[Begin Listed entries]

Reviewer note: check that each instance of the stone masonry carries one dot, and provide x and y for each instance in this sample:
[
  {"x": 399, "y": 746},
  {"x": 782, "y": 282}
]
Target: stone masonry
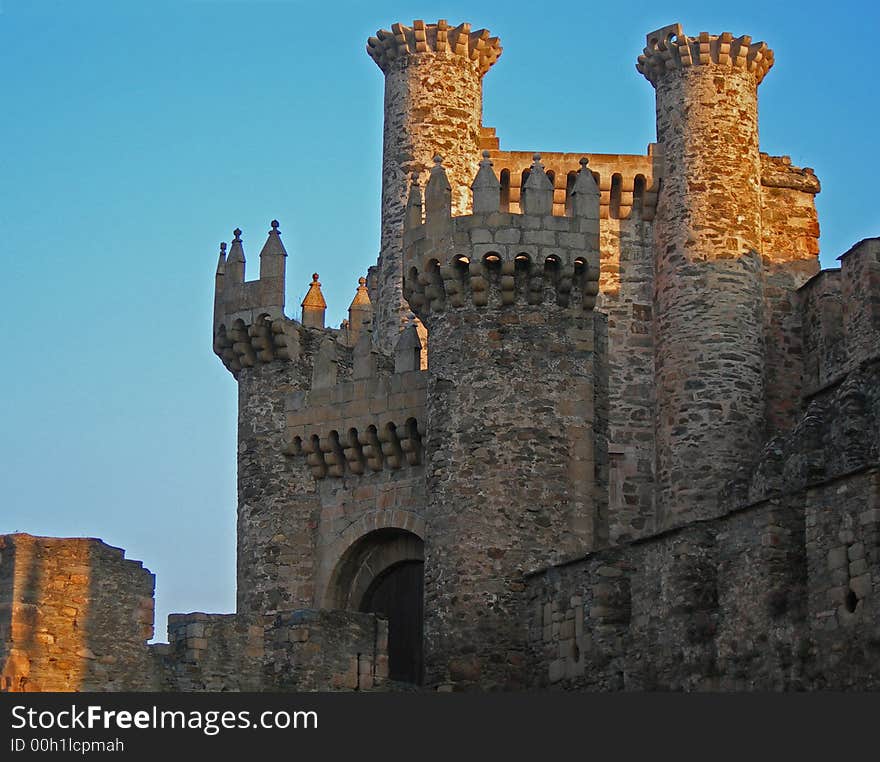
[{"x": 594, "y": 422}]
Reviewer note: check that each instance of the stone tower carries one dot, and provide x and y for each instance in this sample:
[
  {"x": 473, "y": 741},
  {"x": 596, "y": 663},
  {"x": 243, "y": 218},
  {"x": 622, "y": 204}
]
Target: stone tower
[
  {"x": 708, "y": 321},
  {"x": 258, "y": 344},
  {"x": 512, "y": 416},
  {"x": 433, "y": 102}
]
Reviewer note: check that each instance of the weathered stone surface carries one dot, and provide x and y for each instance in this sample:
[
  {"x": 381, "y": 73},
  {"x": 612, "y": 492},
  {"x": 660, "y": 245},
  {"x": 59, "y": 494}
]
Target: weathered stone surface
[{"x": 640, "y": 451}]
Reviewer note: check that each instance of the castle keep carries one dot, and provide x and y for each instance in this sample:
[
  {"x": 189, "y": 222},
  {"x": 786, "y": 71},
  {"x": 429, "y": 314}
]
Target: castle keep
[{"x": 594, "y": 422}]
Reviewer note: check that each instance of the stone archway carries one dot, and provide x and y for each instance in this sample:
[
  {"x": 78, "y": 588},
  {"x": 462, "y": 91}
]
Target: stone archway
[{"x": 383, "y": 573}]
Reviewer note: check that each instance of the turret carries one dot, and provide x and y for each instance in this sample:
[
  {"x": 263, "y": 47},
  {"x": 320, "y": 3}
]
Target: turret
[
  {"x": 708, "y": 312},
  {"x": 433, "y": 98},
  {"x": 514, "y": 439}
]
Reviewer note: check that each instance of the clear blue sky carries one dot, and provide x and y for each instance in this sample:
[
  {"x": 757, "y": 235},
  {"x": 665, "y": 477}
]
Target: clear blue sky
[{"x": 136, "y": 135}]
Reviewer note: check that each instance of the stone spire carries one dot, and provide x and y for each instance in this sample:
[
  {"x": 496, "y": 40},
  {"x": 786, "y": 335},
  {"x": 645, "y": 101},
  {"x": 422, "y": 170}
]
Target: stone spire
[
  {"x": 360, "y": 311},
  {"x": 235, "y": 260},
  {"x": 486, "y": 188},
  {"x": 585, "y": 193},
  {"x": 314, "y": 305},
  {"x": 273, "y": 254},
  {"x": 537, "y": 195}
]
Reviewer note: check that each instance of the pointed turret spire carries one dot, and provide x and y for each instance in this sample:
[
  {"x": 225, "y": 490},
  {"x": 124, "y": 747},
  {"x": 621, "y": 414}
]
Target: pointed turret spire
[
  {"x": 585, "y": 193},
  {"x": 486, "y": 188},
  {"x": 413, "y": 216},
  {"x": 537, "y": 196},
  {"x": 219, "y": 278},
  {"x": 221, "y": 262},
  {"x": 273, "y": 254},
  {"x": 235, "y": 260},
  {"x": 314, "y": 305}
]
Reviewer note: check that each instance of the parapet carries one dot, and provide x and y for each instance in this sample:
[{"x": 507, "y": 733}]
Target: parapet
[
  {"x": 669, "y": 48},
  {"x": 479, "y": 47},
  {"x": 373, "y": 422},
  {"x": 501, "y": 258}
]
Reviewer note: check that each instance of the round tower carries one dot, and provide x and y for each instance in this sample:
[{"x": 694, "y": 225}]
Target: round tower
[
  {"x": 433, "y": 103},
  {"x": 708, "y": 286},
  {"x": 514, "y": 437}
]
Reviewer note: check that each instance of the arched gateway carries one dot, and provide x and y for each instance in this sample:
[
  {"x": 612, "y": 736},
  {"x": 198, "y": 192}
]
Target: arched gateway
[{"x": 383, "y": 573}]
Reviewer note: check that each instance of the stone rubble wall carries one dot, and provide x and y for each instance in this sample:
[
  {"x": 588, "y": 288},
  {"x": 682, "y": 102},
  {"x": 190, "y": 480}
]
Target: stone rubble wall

[End Listed entries]

Reproduce the data word for word, excluding its pictures.

[Output for this exercise]
Reviewer note: check that each instance of the stone masonry carries one dot, and provide x and y for each instance in this sample:
[
  {"x": 399, "y": 746},
  {"x": 782, "y": 282}
]
Target: stone masonry
[{"x": 594, "y": 422}]
Reviewer note: check that each instance of the stone tower carries one dot, and provide x and y for each instance in this sample:
[
  {"x": 473, "y": 741},
  {"x": 596, "y": 663},
  {"x": 243, "y": 218},
  {"x": 622, "y": 204}
]
Target: stone tower
[
  {"x": 708, "y": 321},
  {"x": 258, "y": 344},
  {"x": 512, "y": 416},
  {"x": 433, "y": 102}
]
Reviewer note: check that each instance of the weathered stone surface carries one dot, and provide x and y for each instance in this sample:
[
  {"x": 381, "y": 73},
  {"x": 612, "y": 492},
  {"x": 660, "y": 245},
  {"x": 59, "y": 494}
]
Target: weathered stone surface
[{"x": 640, "y": 451}]
Reviewer note: check that each instance of the castle keep carries one dot, and provide x and y for each instance in this sample:
[
  {"x": 189, "y": 222},
  {"x": 786, "y": 71},
  {"x": 429, "y": 314}
]
Target: castle keep
[{"x": 594, "y": 422}]
Reviewer note: check that each instance of the stone archway carries one dot, and provide x and y for each instance in this sample:
[
  {"x": 78, "y": 588},
  {"x": 462, "y": 91}
]
Target: stone archway
[{"x": 383, "y": 573}]
Reviewer note: check that each instance of the turret carries one dot, and provide x and y for each instance in this sample:
[
  {"x": 263, "y": 47},
  {"x": 320, "y": 3}
]
Target: turret
[
  {"x": 708, "y": 312},
  {"x": 433, "y": 98},
  {"x": 514, "y": 439}
]
Reviewer note: check that each instance of the clear blue sky carries one dot, and provide x and y for each instance in this sample:
[
  {"x": 757, "y": 235},
  {"x": 665, "y": 477}
]
Target: clear blue sky
[{"x": 136, "y": 135}]
Reviewer note: check that each instance of the stone spire carries one dot, and provide x and y for each instance in this sample:
[
  {"x": 496, "y": 40},
  {"x": 786, "y": 335},
  {"x": 645, "y": 101},
  {"x": 422, "y": 170}
]
Target: stone spire
[
  {"x": 360, "y": 311},
  {"x": 235, "y": 260},
  {"x": 486, "y": 188},
  {"x": 585, "y": 193},
  {"x": 314, "y": 305},
  {"x": 273, "y": 254},
  {"x": 537, "y": 195}
]
Reviewer note: check that each instance of the pointed turret spire carries one dot, and provide x and y for each instance in this sample:
[
  {"x": 225, "y": 490},
  {"x": 124, "y": 747},
  {"x": 621, "y": 414}
]
Target: pointed turret spire
[
  {"x": 585, "y": 193},
  {"x": 486, "y": 188},
  {"x": 413, "y": 216},
  {"x": 537, "y": 196},
  {"x": 219, "y": 278},
  {"x": 221, "y": 262},
  {"x": 273, "y": 254},
  {"x": 235, "y": 260},
  {"x": 314, "y": 305}
]
Reviewer note: check that each instance of the parapet carries one dot, and provide x and y for each instance in this sample:
[{"x": 507, "y": 733}]
Target: parapet
[
  {"x": 669, "y": 48},
  {"x": 479, "y": 47},
  {"x": 373, "y": 422},
  {"x": 501, "y": 258}
]
Reviewer note: check that each instance of the round tower carries one dot, and provide x and y for each instance in this sample:
[{"x": 694, "y": 225}]
Target: round tower
[
  {"x": 433, "y": 103},
  {"x": 708, "y": 286},
  {"x": 514, "y": 437}
]
Reviewer note: check that each instance of the arched gateway carries one dot, and provide x and y for each instance in this sample:
[
  {"x": 612, "y": 736},
  {"x": 198, "y": 192}
]
Target: arched gateway
[{"x": 383, "y": 573}]
Reviewer note: check that each instance of the stone rubble wall carries one dot, and provide x and y for each instance in this sample:
[
  {"x": 588, "y": 288},
  {"x": 682, "y": 102},
  {"x": 190, "y": 480}
]
Target: stone rubble wall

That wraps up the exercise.